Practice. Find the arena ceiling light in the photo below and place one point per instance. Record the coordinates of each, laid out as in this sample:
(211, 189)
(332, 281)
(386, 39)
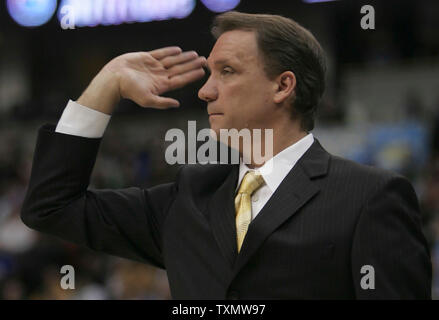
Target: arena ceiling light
(31, 13)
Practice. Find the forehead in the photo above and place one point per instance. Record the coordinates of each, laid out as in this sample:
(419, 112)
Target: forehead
(237, 45)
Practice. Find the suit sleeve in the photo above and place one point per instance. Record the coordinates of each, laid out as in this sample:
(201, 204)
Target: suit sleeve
(389, 239)
(124, 222)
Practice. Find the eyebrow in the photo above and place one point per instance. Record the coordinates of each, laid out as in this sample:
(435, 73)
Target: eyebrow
(221, 61)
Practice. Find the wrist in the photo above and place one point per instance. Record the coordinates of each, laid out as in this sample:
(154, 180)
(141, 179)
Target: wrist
(103, 93)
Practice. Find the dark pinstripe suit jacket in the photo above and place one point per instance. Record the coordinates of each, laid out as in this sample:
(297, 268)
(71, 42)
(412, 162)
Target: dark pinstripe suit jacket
(328, 218)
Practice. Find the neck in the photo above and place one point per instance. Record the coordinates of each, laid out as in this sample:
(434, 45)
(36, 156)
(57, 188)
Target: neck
(282, 139)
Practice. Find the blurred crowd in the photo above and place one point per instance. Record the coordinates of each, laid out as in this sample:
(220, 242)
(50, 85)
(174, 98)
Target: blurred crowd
(30, 262)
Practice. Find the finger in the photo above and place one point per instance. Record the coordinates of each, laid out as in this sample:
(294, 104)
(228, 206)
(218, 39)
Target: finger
(185, 78)
(186, 67)
(161, 53)
(171, 61)
(162, 102)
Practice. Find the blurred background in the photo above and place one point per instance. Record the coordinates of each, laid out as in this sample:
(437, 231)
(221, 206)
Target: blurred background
(381, 108)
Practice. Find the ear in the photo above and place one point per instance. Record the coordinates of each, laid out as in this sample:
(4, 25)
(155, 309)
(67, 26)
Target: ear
(285, 86)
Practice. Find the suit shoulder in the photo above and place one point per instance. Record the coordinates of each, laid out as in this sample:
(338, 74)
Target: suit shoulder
(365, 174)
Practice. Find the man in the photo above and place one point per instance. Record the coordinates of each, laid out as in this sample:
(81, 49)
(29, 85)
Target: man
(314, 227)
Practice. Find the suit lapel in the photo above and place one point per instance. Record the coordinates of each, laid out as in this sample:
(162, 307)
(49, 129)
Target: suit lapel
(294, 192)
(221, 215)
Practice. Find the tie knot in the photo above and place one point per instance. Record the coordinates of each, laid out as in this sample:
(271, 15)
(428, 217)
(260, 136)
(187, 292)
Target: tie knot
(251, 182)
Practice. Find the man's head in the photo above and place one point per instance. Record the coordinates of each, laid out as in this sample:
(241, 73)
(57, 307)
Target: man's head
(264, 68)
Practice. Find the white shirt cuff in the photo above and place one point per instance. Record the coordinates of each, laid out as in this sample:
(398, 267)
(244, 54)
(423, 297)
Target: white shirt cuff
(79, 120)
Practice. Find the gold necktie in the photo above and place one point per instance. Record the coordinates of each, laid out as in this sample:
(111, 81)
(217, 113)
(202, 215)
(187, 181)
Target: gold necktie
(251, 182)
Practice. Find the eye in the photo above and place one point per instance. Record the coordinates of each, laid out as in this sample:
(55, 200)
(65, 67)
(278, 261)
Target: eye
(226, 71)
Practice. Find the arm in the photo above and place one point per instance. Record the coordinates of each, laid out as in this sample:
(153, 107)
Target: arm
(123, 222)
(388, 237)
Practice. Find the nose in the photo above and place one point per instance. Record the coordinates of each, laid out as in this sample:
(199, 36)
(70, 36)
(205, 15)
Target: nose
(208, 91)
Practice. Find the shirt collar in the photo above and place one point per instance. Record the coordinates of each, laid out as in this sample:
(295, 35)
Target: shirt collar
(281, 164)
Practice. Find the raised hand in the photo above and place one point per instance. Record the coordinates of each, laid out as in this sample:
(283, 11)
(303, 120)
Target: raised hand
(143, 77)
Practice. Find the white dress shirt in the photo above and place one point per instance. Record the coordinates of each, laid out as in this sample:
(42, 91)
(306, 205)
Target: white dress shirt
(85, 122)
(274, 172)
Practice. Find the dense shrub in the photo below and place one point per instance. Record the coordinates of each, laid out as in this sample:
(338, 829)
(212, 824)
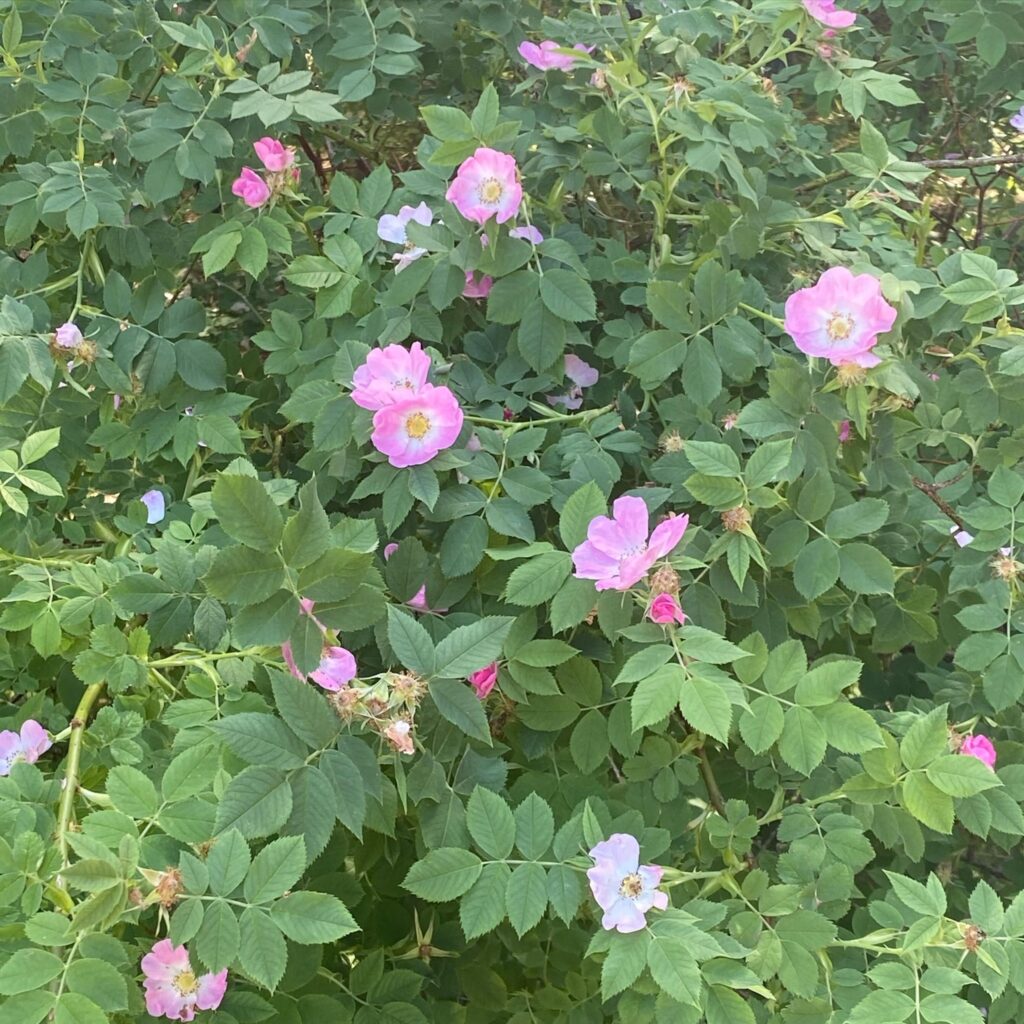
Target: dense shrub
(333, 333)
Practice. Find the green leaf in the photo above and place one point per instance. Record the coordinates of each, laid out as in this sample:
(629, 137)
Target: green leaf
(246, 511)
(491, 823)
(310, 918)
(526, 897)
(443, 875)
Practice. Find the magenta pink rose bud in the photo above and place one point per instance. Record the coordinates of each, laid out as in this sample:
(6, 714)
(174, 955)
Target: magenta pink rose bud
(664, 609)
(483, 680)
(272, 155)
(251, 188)
(979, 747)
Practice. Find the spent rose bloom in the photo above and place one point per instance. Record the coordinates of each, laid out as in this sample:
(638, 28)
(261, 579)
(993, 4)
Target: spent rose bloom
(483, 680)
(825, 12)
(477, 289)
(68, 336)
(412, 430)
(172, 987)
(28, 745)
(546, 56)
(617, 553)
(527, 232)
(251, 188)
(273, 155)
(979, 747)
(389, 375)
(624, 890)
(391, 227)
(840, 317)
(156, 507)
(486, 185)
(665, 608)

Work instructions:
The required output is the listing above reproduced exactly, pictures removed.

Solution:
Practice. Find the arena ceiling light in the photo below and place one point per instance. Record the coordinates of each, laid out as in this sample:
(211, 189)
(332, 281)
(386, 39)
Target: arena ceiling light
(31, 13)
Practice. Find the forehead in the photo above and place one point per instance. Record the coordinates of each, laid out as in this sample:
(419, 112)
Target: forehead
(237, 45)
Practice. Find the suit sleeve in the photo above and place one point per instance. Record the coordinates of each, laid out as in this sample:
(201, 204)
Target: suit sleeve
(389, 239)
(124, 222)
Practice. Find the eyebrow in the photo above and place one point per instance. Record the coordinates of each, laid out as in this sample:
(435, 73)
Target: eyebrow
(221, 61)
Practice. Find the wrist in the photo above and place one point per instance. Record the coordinates of each, laid out as in this sample:
(154, 180)
(141, 179)
Target: wrist
(103, 93)
Practice. Find the dark pinstripe suit jacket in the photo above and place one point per instance. Record the coordinates of each, laid out as in this sample:
(297, 268)
(71, 42)
(412, 162)
Target: dark pinstripe suit jacket
(328, 218)
Practice. Find the neck in the photo above and place one point per instance. Record the coordinates of each, laid out as in this sample:
(434, 45)
(36, 156)
(57, 188)
Target: neck
(282, 139)
Practice. Find the blurred crowd in the photo above and place one point per instance. Record the coordinates of each, laid out as in this sample:
(220, 242)
(50, 85)
(174, 98)
Target: blurred crowd
(30, 262)
Practice. Find the finger in the photo above and place one point per instance. Record the coordinates of each, laid out as in this sample:
(294, 104)
(228, 206)
(218, 39)
Target: finger
(185, 78)
(186, 67)
(161, 53)
(171, 61)
(162, 102)
Practice. Find the blurred background in the photo above and place one point per instance. Record the coordinates of each, laid out as in this sample:
(437, 231)
(221, 206)
Target: blurred background
(381, 108)
Practice. Find the ear in the photo above and place one point per instance. Record the coordinates of each, laid out as in this sample:
(4, 25)
(155, 309)
(67, 26)
Target: ear
(285, 86)
Practice. Find the suit shoulder in the photo above and place one point per instance. Record the coordinates of each, laid out as in this sample:
(338, 74)
Target: suit shoulder
(365, 174)
Practice. Find the man in the photo above and place one point per instance. Record the coordinates of each, laid out as in this sample:
(81, 49)
(29, 85)
Target: man
(314, 227)
Practice. Find the suit lapel in the photo above and place one point per instance. Record the coordinates of each, laid out as in this sample:
(162, 307)
(49, 129)
Target: suit lapel
(294, 192)
(221, 215)
Practice. Find the tie knot in the photo above and place one point per instance. Record the coordinates of each, laid out as in this sample:
(271, 15)
(428, 217)
(260, 136)
(187, 292)
Target: tie knot
(251, 182)
Practice. Find the man's head in the photo above and place one point per instance. Record the coordinates of each, laid out as in this sample:
(241, 73)
(57, 307)
Target: man's head
(264, 68)
Practice. Find the white shirt cuff in the photo above and place one point per instance. Record the coordinates of each, laid out as in this sample:
(398, 267)
(244, 54)
(423, 297)
Target: white shirt cuff
(79, 120)
Practice. Find the gold necktie in the photo above and place one point per instance. Record the coordinates of each, laid out as in this sample:
(111, 81)
(217, 113)
(202, 215)
(187, 181)
Target: gold necktie
(251, 182)
Practice. Find the eye in the photo above and place one point per instance. Record the coordinates of each, laid out as in this sample:
(55, 200)
(65, 67)
(278, 261)
Target: eye
(226, 71)
Practice. Find the arm in the photo above and place one point per instance. Record the coordinates of each, laid out as in this sample:
(153, 107)
Target: arm
(123, 222)
(388, 237)
Practice. Find the nose in the photo above and place one point per instance. Record the coordinates of each, laid out as in this sample:
(199, 36)
(70, 36)
(205, 15)
Target: nose
(208, 91)
Practice. Find the shirt collar in the photo above and place one point per instance. Record the coordinates of each, laid out as in this sample:
(295, 35)
Target: shirt collar
(281, 164)
Practice. Find the raised hand in the photo above and place one point per instance. Record the coordinates of each, laid out as in this sample:
(283, 11)
(303, 120)
Target: raised hand
(143, 77)
Practice. Find the white dress shirt in the photo above and place one point per instance. Record the coordinates of each, laid out as in this sample:
(42, 91)
(306, 205)
Target: white dress shirt
(85, 122)
(274, 172)
Practice. Find the dense shrub in the photo below and place one point per instance. Record the coordinates of each, laid out as in this sample:
(338, 829)
(212, 824)
Target: dense shrub
(333, 333)
Practice. Find the green leaf in the photo above and place one point per instance. Record the coordinates of each, laid out as in this sample:
(629, 137)
Target: green leaf
(246, 511)
(491, 823)
(310, 918)
(526, 897)
(443, 875)
Practice. Find the magenta pink rose bud in the photo above and place one point per instance. Record the coordinates of each, laid out as in this sample:
(6, 714)
(174, 955)
Target: magenta pink rose bud
(664, 609)
(483, 680)
(272, 155)
(251, 188)
(979, 747)
Practice. Find the spent rose bloom in the photo above and place one point per instance. Record the coordinates of each, laid out as in this sample:
(638, 28)
(261, 579)
(993, 4)
Target: spent rose bloom
(483, 680)
(825, 12)
(477, 289)
(68, 336)
(412, 430)
(172, 987)
(28, 745)
(546, 56)
(617, 553)
(527, 232)
(251, 188)
(273, 155)
(979, 747)
(389, 375)
(624, 890)
(391, 227)
(840, 317)
(156, 507)
(486, 185)
(665, 608)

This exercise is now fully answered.